Short problem 1:
Translate this sentence from the SAC docstring into Spanish: "The ``act`` method and ``pi`` module should accept batches of observations as inputs, and ``q1`` and ``q2`` should accept a batch of observations and a batch of actions as inputs."
Short problem 2:
Copy the part of the SAC docstring from "seed (int): Seed" to "and train agent.", keeping every character unchanged.

Article:
The ``act`` method and ``pi`` module should accept batches of
observations as inputs, and ``q1`` and ``q2`` should accept a batch
of observations and a batch of actions as inputs. When called,
``act``, ``q1``, and ``q2`` should return:
=========== ================ ======================================
Call Output Shape Description
=========== ================ ======================================
``act`` (batch, act_dim) | Numpy array of actions for each
| observation.
``q1`` (batch,) | Tensor containing one current estimate
| of Q* for the provided observations
| and actions. (Critical: make sure to
| flatten this!)
``q2`` (batch,) | Tensor containing the other current
| estimate of Q* for the provided observations
| and actions. (Critical: make sure to
| flatten this!)
=========== ================ ======================================
Calling ``pi`` should return:
=========== ================ ======================================
Symbol Shape Description
=========== ================ ======================================
``a`` (batch, act_dim) | Tensor containing actions from policy
| given observations.
``logp_pi`` (batch,) | Tensor containing log probabilities of
| actions in ``a``. Importantly: gradients
| should be able to flow back into ``a``.
=========== ================ ======================================
ac_kwargs (dict): Any kwargs appropriate for the ActorCritic object
you provided to SAC.
seed (int): Seed for random number generators.
steps_per_epoch (int): Number of steps of interaction (state-action pairs)
for the agent and the environment in each epoch.
epochs (int): Number of epochs to run and train agent.
replay_size (int): Maximum length of replay buffer.
gamma (float): Discount factor. (Always between 0 and 1.)

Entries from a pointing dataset
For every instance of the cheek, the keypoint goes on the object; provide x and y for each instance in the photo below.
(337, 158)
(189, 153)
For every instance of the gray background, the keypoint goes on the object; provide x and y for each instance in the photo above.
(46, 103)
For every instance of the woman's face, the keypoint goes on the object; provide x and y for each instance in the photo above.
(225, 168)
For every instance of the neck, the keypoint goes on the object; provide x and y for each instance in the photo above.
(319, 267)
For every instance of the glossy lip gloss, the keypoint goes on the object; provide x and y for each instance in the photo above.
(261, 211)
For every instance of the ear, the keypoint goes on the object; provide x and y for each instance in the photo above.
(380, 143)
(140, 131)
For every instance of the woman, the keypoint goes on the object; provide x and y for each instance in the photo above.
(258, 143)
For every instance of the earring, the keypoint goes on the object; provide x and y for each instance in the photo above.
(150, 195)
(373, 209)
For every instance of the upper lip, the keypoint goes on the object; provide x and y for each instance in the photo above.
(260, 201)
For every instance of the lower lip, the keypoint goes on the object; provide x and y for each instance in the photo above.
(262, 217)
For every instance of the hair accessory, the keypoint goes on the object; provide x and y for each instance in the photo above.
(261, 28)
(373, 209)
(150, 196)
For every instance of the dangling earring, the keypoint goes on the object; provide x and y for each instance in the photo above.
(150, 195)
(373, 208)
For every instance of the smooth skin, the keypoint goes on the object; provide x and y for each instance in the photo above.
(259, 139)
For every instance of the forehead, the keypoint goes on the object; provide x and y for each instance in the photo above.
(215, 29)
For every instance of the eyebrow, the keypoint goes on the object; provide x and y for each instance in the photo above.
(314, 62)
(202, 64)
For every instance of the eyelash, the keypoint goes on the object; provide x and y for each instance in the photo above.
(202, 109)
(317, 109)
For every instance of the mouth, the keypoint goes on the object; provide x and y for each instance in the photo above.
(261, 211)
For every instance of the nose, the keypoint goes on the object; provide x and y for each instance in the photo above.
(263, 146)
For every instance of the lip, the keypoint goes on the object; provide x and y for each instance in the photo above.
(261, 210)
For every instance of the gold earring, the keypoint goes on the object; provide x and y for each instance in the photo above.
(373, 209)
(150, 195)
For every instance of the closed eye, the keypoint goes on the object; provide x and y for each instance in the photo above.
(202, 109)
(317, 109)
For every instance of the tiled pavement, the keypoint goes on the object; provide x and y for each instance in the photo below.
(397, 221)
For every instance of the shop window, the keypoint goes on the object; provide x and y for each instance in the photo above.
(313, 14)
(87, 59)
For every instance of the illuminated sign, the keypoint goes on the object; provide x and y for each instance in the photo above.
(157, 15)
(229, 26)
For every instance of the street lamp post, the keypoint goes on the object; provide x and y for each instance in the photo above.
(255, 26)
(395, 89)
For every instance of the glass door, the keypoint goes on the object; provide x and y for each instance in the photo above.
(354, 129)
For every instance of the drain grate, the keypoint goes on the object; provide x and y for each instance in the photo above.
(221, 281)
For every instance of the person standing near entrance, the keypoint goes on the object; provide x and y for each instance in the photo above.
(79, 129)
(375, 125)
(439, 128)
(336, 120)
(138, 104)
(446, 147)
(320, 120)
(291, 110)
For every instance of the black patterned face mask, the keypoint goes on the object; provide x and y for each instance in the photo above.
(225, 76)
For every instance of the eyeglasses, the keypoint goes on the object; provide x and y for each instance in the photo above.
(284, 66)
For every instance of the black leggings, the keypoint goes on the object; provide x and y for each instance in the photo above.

Correct answer 1:
El método ``act`` y el módulo ``pi`` deben aceptar lotes de observaciones como entradas, y ``q1`` y ``q2`` deben aceptar un lote de observaciones y un lote de acciones como entradas.

Correct answer 2:
seed (int): Seed for random number generators.
steps_per_epoch (int): Number of steps of interaction (state-action pairs)
for the agent and the environment in each epoch.
epochs (int): Number of epochs to run and train agent.